Task data —

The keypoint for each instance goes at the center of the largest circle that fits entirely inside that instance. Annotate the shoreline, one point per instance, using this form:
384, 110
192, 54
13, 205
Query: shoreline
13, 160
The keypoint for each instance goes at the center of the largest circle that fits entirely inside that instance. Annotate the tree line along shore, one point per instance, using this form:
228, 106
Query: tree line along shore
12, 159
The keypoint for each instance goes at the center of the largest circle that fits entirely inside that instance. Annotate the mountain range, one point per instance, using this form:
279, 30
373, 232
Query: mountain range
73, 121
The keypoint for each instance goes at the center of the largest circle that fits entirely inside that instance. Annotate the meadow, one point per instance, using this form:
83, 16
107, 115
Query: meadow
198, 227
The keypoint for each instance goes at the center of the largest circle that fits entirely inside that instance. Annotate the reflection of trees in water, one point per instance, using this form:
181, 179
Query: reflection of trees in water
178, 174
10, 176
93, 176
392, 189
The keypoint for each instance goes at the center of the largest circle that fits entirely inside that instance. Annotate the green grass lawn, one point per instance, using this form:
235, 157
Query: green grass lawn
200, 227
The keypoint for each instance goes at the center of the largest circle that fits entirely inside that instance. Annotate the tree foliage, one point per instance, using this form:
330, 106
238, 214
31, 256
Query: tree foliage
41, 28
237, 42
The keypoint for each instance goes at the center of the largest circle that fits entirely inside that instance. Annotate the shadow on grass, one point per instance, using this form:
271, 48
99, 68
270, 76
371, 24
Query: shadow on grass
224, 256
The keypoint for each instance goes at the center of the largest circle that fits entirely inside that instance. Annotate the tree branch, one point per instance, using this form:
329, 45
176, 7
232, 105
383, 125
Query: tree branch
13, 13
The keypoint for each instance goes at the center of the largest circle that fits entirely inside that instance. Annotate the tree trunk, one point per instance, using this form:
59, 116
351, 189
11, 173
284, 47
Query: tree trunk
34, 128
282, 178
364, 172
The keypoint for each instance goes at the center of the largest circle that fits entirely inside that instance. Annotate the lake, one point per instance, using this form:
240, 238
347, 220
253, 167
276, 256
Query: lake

Task to carry out — Put all of the data above into a numbered list, one line per entry, and leave out any blank lines.

Solution below —
1. The keypoint for each instance goes at the center of the largest circle that fits entirely inside that instance. Annotate the shoreline, one point per instance, using this form:
2. 384, 110
3. 192, 54
4. 13, 205
5. Query: shoreline
6. 13, 160
7. The keypoint for each instance goes at the center of the largest circle that fits entirely inside that instance. Annotate the tree line along shore, one point per instance, using this form:
8. 228, 106
9. Query: tree line along shore
10. 12, 159
11. The keypoint for each instance goes at the center of the largest circle that fits entirely inside that instance. Annotate the mountain range, one point per instance, using this form:
12. 279, 30
13. 373, 232
14. Query: mountain range
15. 73, 121
16. The keypoint for each instance goes at the center of the largest circle that fits entirely inside that instance. Annotate the meadow, one point per instance, using this form:
17. 83, 16
18. 107, 115
19. Query: meadow
20. 198, 227
21. The keypoint for each instance goes at the center of the largest circle that fits entirely inside that instance. Annotate the reflection of trees in water, one point per instance, using this form:
22. 181, 179
23. Query: reflection of trees in water
24. 178, 174
25. 10, 176
26. 93, 176
27. 392, 189
28. The keypoint for each instance goes at the center of the largest circle that fits entirely inside that instance. Annotate the green grass lawn, one point per instance, using this form:
29. 235, 157
30. Query: green grass lawn
31. 200, 227
32. The keypoint for each instance goes at the center of the largest circle that fits entirely inside that instance. Annotate the tree foliage, one point per instance, using this form:
33. 330, 106
34. 238, 214
35. 31, 256
36. Query: tree foliage
37. 41, 28
38. 237, 42
39. The keypoint for each instance goes at the center of the largest circle that fits entirely inside that instance. Annotate the shadow on grass, one point per instance, using this form:
40. 271, 48
41. 99, 68
42. 270, 76
43. 371, 24
44. Query: shadow on grass
45. 224, 256
46. The keypoint for each instance goes at the center of the largest circle that fits entirely inside that instance. Annotate the tree branch, one point per instance, using this form:
47. 329, 45
48. 176, 7
49. 232, 105
50. 383, 125
51. Query: tree branch
52. 13, 13
53. The keypoint for each instance goes at the center of the largest circle that fits entirely inside that instance. Annotate the tree trunk, one point per instance, using this form:
54. 59, 116
55. 351, 189
56. 11, 173
57. 284, 47
58. Query: tree trunk
59. 34, 128
60. 282, 178
61. 364, 172
62. The keypoint for each instance goes at the center of the largest circle that fits entirely inside that instance. Annotate the lake, one point per instance, using this form:
63. 240, 238
64. 347, 220
65. 253, 167
66. 276, 256
67. Query: lake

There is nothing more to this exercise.